§ Goal: Go through the items below and copy out each line that contains the word "light".

Pointing records

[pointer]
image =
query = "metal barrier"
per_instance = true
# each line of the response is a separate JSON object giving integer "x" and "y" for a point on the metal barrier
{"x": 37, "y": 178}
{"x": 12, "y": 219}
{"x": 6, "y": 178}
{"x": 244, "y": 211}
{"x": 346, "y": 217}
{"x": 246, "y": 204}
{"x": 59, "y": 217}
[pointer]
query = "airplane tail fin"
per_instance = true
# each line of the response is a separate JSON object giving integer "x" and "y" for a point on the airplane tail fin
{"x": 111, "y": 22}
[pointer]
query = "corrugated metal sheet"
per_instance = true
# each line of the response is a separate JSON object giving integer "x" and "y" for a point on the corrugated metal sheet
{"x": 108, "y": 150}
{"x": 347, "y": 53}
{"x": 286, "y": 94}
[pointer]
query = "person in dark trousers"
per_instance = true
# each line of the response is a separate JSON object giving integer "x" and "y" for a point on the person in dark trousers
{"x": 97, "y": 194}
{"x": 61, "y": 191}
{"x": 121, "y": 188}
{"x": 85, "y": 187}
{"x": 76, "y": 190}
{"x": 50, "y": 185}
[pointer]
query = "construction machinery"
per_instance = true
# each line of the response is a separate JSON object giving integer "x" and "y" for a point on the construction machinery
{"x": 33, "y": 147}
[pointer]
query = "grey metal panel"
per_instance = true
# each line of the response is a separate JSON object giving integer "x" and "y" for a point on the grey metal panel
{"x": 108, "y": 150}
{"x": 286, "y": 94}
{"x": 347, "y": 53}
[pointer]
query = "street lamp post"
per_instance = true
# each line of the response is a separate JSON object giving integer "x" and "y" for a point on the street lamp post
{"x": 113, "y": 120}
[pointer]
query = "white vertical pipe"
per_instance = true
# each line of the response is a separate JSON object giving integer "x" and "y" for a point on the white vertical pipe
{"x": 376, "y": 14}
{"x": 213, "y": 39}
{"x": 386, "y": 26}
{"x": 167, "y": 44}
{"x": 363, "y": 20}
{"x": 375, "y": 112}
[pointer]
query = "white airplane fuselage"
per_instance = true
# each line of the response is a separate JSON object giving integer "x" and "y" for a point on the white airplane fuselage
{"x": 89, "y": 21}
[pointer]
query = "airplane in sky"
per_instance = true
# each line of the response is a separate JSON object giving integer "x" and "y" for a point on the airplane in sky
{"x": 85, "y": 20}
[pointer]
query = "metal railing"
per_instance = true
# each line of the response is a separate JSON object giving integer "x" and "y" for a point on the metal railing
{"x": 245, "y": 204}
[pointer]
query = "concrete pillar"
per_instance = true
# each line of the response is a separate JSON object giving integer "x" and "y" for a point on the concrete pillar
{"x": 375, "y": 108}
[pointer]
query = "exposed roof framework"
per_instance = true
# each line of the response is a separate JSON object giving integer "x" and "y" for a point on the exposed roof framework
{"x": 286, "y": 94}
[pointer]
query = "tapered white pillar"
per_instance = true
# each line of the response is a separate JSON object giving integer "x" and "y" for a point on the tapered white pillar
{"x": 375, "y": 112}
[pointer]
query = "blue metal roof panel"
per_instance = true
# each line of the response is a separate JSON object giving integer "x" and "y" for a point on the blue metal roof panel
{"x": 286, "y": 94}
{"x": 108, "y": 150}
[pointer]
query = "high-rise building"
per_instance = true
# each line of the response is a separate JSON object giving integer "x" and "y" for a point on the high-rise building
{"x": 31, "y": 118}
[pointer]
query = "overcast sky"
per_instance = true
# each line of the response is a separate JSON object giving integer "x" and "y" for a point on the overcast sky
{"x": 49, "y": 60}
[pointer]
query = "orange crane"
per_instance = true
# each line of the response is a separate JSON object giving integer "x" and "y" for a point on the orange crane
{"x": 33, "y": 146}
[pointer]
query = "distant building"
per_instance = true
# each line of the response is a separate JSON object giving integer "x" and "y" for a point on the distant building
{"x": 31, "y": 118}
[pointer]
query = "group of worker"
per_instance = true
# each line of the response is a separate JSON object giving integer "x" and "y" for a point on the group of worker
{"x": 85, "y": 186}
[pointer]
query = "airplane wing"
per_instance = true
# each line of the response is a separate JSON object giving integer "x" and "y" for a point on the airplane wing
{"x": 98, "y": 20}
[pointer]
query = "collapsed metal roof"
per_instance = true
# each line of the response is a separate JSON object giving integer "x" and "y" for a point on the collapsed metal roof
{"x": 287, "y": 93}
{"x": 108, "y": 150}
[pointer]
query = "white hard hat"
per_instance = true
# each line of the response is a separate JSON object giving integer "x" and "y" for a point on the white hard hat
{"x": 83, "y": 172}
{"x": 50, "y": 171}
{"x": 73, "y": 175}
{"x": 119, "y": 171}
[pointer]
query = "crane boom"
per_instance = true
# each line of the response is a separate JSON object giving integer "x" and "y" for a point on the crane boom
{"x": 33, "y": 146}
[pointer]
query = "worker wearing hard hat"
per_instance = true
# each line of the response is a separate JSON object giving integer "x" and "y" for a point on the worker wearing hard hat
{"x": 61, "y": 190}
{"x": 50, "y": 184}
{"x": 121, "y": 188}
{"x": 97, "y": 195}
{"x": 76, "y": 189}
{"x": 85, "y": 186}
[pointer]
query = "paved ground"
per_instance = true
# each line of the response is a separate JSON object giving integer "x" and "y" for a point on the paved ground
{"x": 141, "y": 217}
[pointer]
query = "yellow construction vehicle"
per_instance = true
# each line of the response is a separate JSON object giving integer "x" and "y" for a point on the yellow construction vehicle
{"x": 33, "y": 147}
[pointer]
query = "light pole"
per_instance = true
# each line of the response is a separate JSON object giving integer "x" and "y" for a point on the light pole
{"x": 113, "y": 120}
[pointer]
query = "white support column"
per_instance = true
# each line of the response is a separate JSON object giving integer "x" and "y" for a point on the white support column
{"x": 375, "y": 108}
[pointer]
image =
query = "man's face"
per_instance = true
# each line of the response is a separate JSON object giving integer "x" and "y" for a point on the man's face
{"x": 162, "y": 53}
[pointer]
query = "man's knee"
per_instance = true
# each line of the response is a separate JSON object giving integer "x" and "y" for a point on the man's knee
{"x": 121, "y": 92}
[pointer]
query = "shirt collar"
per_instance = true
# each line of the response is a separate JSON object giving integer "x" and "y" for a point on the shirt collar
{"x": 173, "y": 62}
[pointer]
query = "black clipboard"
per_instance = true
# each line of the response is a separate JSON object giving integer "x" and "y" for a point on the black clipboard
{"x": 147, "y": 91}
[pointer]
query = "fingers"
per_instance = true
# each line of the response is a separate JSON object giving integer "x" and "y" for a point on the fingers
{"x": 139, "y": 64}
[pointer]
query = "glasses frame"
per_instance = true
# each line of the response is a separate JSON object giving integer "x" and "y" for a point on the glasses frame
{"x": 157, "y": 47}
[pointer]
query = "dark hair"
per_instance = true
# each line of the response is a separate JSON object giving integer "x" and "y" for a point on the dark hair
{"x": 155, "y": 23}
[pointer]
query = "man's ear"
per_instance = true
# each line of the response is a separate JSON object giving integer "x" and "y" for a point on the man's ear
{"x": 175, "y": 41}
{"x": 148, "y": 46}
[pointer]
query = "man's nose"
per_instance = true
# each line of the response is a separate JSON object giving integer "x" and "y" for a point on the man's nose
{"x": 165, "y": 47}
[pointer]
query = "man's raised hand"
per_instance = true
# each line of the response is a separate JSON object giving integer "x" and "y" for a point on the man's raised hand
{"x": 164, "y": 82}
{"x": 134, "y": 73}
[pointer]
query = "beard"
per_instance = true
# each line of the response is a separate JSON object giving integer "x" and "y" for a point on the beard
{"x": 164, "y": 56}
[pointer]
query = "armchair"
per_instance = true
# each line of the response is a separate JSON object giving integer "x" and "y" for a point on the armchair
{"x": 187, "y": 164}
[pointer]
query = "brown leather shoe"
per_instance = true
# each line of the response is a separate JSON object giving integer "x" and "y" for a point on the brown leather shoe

§ Expected answer:
query = "light pole"
# each line of the response is a separate JSON object giving integer "x" and "y" for a point on the light pole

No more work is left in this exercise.